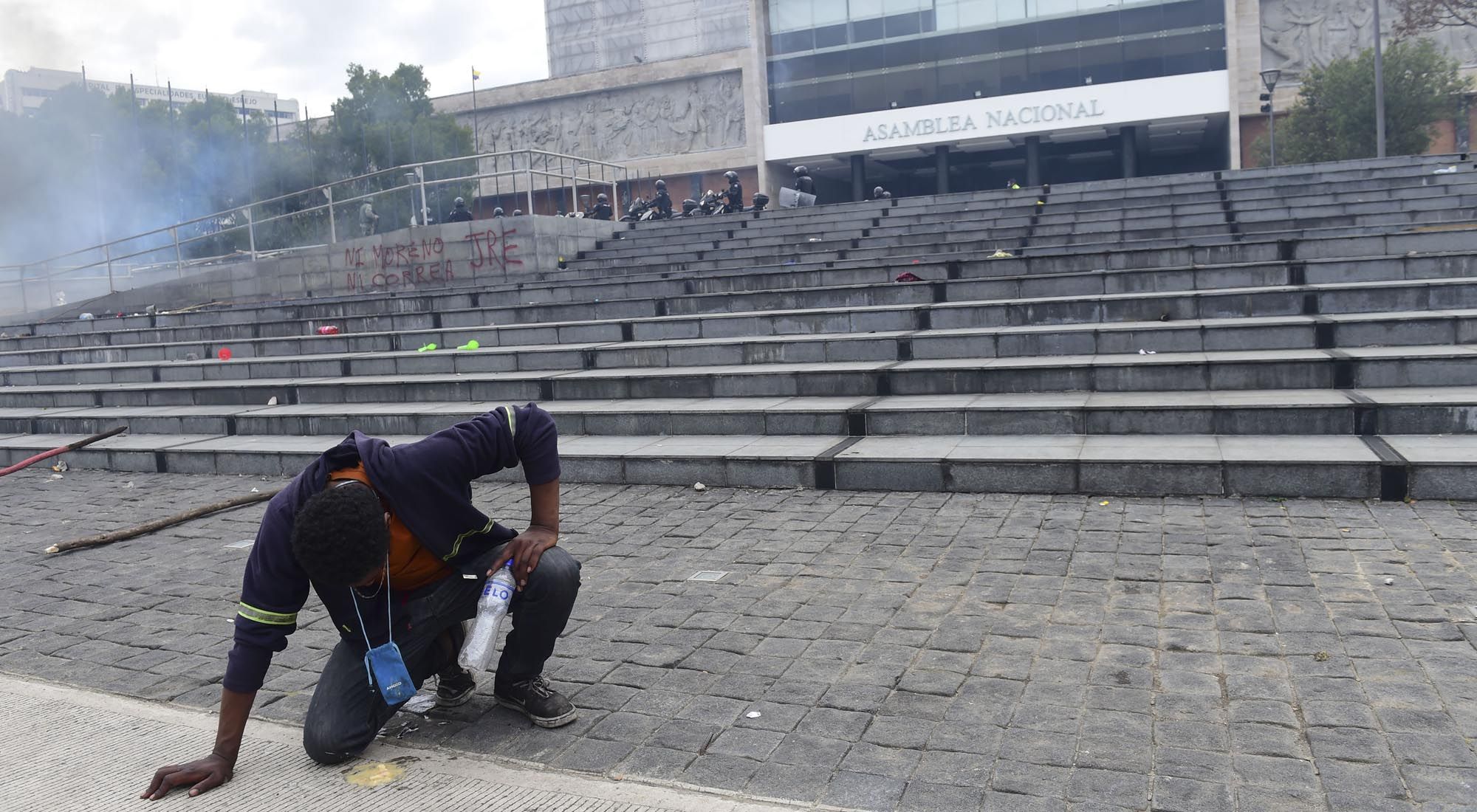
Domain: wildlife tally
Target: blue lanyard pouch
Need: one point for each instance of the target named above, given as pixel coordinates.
(385, 667)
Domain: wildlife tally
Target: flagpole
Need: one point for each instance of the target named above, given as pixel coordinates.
(476, 141)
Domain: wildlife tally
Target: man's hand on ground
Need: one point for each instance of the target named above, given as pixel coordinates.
(525, 553)
(202, 777)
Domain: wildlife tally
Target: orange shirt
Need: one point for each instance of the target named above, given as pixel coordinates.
(411, 565)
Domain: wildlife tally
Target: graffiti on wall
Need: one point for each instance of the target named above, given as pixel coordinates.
(425, 264)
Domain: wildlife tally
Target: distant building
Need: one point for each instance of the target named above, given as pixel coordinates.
(24, 92)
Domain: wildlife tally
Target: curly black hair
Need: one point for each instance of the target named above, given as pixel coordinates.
(340, 537)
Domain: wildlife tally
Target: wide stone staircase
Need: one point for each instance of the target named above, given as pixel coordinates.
(1299, 331)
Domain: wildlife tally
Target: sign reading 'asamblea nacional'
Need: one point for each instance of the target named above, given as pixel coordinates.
(1097, 106)
(993, 120)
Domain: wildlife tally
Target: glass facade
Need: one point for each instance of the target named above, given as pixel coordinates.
(844, 57)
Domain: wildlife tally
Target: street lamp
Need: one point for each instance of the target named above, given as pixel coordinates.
(1269, 80)
(1379, 86)
(410, 184)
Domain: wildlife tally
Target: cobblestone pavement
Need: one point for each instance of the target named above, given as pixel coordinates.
(903, 650)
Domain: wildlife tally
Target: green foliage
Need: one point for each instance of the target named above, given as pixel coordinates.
(1334, 119)
(91, 168)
^^^^^^^^
* [Goal of the exercise]: Repeat each record exactly, with the pictures left out.

* [Reply]:
Domain: wildlife tally
Target: blue lanyard pouch
Need: one point for each instance of the target named above, given as pixel coordinates.
(385, 667)
Domain: wildlife tally
Target: flagpole
Need: one point for each instance of the target named above, given as pixel coordinates.
(476, 141)
Domain: wildlife tally
Target: man's hand on ground
Need: one point for each instance of the target named above, given as pixel coordinates.
(525, 553)
(202, 777)
Domain: wildlife tally
Target: orange shirt
Need: one point for each instance of the target named above, given as pixel coordinates.
(411, 565)
Domain: wildlife tally
Target: graffiti on wall
Need: one point for each instance of the target named above, given as pixel coordinates.
(425, 264)
Domain: wildlife tally
Target: distant building
Need: one point for each instance of the target named above, given as pixel coordinates.
(24, 92)
Domain: wildlife tally
Target: curly black hair
Need: one point for each instance of the target named above, given as pixel coordinates.
(340, 537)
Domain: wildlife tally
Target: wide stone staircase
Need: one point for each instance of the target named above, given as pixel coordinates.
(1299, 331)
Domain: wildlife tally
Target: sign reading 'asamblea nacional'
Need: one point for each instance of the target named above, given as pixel coordinates.
(1097, 106)
(993, 120)
Domain: wildlife tally
Target: glass facade
Need: one point for each instance of the target named above, given as pixel coordinates.
(844, 57)
Domain: wildlife tally
Target: street lamp
Need: one point for each instance of the target named above, given as pixel coordinates.
(1269, 80)
(1379, 86)
(410, 184)
Domain: wildlife tally
Target: cobblestone pavement
Need: one point for each instance of the target named above, given as pixel coordinates.
(903, 650)
Domain: wildlife tally
Target: green foliage
Need: one point for each instance of the target named above, given as pixel coordinates.
(1334, 119)
(91, 168)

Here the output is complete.